* _Task to carry out_
Return every line of the material below unchanged, in the same order, adding and omitting nothing.

* _Dataset_
---------------

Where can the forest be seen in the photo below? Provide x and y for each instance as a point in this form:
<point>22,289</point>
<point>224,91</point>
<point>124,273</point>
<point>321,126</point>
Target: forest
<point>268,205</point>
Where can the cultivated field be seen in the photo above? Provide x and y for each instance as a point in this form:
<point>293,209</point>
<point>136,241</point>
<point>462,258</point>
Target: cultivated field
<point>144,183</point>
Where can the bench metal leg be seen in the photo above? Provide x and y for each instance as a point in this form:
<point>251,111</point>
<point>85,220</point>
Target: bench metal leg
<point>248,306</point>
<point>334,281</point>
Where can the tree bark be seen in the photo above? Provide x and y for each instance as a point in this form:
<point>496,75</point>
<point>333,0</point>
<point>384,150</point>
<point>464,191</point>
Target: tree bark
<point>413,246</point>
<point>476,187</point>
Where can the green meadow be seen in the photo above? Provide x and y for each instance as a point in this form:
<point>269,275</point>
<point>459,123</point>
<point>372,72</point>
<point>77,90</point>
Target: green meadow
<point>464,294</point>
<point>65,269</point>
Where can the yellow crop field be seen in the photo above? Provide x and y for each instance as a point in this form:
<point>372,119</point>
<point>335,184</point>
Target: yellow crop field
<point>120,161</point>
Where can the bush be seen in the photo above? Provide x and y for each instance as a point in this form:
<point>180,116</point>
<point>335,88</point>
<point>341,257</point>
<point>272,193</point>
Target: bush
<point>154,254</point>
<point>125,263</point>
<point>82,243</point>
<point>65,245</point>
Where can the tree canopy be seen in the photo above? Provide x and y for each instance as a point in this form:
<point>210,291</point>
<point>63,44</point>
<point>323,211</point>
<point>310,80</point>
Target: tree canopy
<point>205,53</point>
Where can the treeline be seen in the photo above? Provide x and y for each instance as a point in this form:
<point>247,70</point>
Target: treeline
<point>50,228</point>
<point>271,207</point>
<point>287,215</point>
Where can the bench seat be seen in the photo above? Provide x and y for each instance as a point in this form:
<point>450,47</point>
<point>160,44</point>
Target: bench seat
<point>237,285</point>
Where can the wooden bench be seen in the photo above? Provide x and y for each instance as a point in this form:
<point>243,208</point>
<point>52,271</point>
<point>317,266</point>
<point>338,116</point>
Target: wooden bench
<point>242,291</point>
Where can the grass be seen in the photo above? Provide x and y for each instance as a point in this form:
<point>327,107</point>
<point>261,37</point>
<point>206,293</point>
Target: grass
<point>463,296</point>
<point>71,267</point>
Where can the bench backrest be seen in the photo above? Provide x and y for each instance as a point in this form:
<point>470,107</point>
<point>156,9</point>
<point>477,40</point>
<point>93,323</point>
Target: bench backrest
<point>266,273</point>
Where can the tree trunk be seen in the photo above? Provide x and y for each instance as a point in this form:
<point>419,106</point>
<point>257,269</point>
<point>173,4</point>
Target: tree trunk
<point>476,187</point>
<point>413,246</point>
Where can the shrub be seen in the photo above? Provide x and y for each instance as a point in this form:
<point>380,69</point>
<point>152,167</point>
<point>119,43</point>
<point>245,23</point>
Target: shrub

---------------

* _Right answer_
Where can the forest be seen in the photo below? Provide x and y for each instance as a point in this form:
<point>22,289</point>
<point>224,91</point>
<point>124,273</point>
<point>321,126</point>
Target: forest
<point>268,205</point>
Where can the cultivated field be seen in the photo above? Provide x and y for each instance as a point in this form:
<point>293,209</point>
<point>136,241</point>
<point>462,258</point>
Target: cultivated field
<point>144,183</point>
Where can the bench metal leg be seen in the photo above? Provide x and y for each instance as a point in this form:
<point>251,111</point>
<point>85,220</point>
Target: bench metal leg
<point>248,306</point>
<point>334,281</point>
Where can the tree bark be seen in the photo above? Provide x and y for each instance as a point in this form:
<point>496,75</point>
<point>333,0</point>
<point>384,150</point>
<point>464,191</point>
Target: tree bark
<point>413,246</point>
<point>476,187</point>
Where can the green meadow be seen in the photo above? Provide x and y for each instance as a point in this form:
<point>269,275</point>
<point>459,123</point>
<point>372,72</point>
<point>77,90</point>
Target: green meadow
<point>464,294</point>
<point>65,269</point>
Where can the yellow crop field be seen in the photo above? Provide x and y for each instance as a point in this form:
<point>372,119</point>
<point>335,184</point>
Target: yellow crop field
<point>120,161</point>
Where can the bush be seen in the photo above? Provide x and y for each instance as a point in this form:
<point>180,116</point>
<point>335,88</point>
<point>341,257</point>
<point>272,193</point>
Target: bush
<point>154,254</point>
<point>125,263</point>
<point>82,243</point>
<point>65,245</point>
Where can the tree canopy be seen in the photo above? Provide x and y for each instance as a point in this form:
<point>210,291</point>
<point>63,44</point>
<point>323,211</point>
<point>310,80</point>
Target: tree canopy
<point>205,53</point>
Where can the treeline be seen in the photo above? Provide x and y for each instance as a point in this form:
<point>247,70</point>
Target: treeline
<point>50,228</point>
<point>271,207</point>
<point>287,215</point>
Where can the bench seat be seen in the photo above? Provide x and y for each instance as a point in this form:
<point>450,47</point>
<point>160,44</point>
Target: bench seat
<point>237,285</point>
Where can the wooden bench be seen in the photo above? Provide x and y for each instance as a point in this form:
<point>243,208</point>
<point>52,271</point>
<point>317,266</point>
<point>338,116</point>
Target: wooden bench
<point>242,291</point>
Where can the grass be seen in the photo above? Provide x and y for each instance as a point in this form:
<point>327,107</point>
<point>261,37</point>
<point>206,293</point>
Target: grass
<point>463,296</point>
<point>71,267</point>
Where can the bench backrest be seen in the photo above? Provide x and y for each instance as a point in this form:
<point>470,107</point>
<point>156,9</point>
<point>477,40</point>
<point>93,323</point>
Target: bench backrest
<point>266,273</point>
Where can the tree trunk be seen in the photo above? Provide x and y for each instance as a point in this form:
<point>419,106</point>
<point>257,269</point>
<point>173,4</point>
Target: tree trunk
<point>476,187</point>
<point>413,246</point>
Where can the shrub be seen in the photo above? Provide x and y for each instance as a point in this form:
<point>380,69</point>
<point>152,167</point>
<point>119,43</point>
<point>245,23</point>
Target: shrub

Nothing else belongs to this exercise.